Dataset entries
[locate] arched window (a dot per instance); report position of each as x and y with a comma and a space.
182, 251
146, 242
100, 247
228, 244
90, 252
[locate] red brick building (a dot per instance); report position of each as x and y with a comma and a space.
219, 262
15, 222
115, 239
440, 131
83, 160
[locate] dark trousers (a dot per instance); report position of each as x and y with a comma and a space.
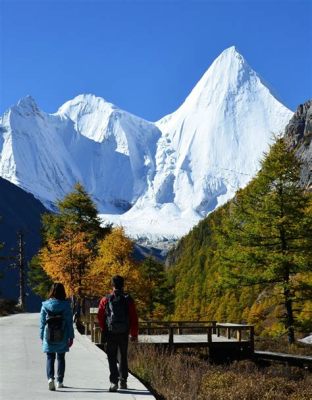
117, 350
60, 366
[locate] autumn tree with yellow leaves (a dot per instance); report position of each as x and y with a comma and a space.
68, 260
115, 256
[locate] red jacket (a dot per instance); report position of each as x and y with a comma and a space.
133, 316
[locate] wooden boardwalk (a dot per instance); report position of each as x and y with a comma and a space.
224, 341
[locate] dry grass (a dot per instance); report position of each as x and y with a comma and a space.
182, 377
282, 346
7, 307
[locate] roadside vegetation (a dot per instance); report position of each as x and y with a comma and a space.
184, 377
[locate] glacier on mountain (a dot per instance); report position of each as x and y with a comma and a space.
155, 179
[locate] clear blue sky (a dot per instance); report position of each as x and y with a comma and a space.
146, 56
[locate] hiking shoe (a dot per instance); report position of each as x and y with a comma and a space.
113, 387
51, 384
123, 384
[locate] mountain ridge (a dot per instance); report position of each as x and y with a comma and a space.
156, 179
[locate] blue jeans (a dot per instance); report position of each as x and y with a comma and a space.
117, 351
60, 366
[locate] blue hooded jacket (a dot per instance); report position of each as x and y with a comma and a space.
56, 306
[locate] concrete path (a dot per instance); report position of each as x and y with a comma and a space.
22, 367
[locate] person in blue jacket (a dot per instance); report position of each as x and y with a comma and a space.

[ABOUT THIS EXERCISE]: Copy each entry exactly as written. Pictures do not belong in the copy.

[EXERCISE OUTPUT]:
[locate] arched window (a dot per instance); report position of each as x and y with a comma and a space.
182, 251
146, 242
100, 247
228, 244
90, 252
[locate] red brick building (a dot per instance); report position of each as x and y with a comma and a space.
219, 262
15, 222
115, 239
440, 131
83, 160
[locate] dark trousers (a dot per instance); report position of each as x and y with a comma and a space.
117, 350
60, 366
[locate] autumn tree with yellow leaves (a dot per instance); report position of each as x and y with a comma and a space.
68, 260
115, 256
[locate] red jacket (a dot per instance); report position of each as x and y with a comma and a space.
133, 316
[locate] wooden boardwalk (a dot per instance); report position of each as x and y with a comma and a space.
224, 341
[locate] dry grass (a dot per instance); report position of each as x and y with a comma and a space.
182, 377
282, 346
7, 307
[locate] roadside vegetation (a dot per instance); report position of each as x and y with a comma and a space.
184, 377
[locate] glacier on mountain (a dot per instance); report position of each as x and y with a comma and a space.
155, 179
[locate] clear blue sky (a dot per instance); report position of each as x and y with a comma and a space.
146, 56
[locate] hiking shoe (a dot per instance); report position of each as x and y with a comma and a space.
113, 387
51, 384
123, 384
[locate] mountain ridge (a dot per instance); report position of each as x and y with a comma and a space.
156, 179
[locate] blue jeans (a dot per instance); report position of each as x and y with a comma and a space.
117, 351
60, 366
[locate] blue hooded jacket (a dot per instance); report position of each as x and y with a comma and a space.
56, 306
[locate] concrete path (a dot per instance); report position of each as x and y with a comma and a space.
22, 367
[locate] person in blue jacket (a dot per instance); report position of each as x and y with a comma and a space.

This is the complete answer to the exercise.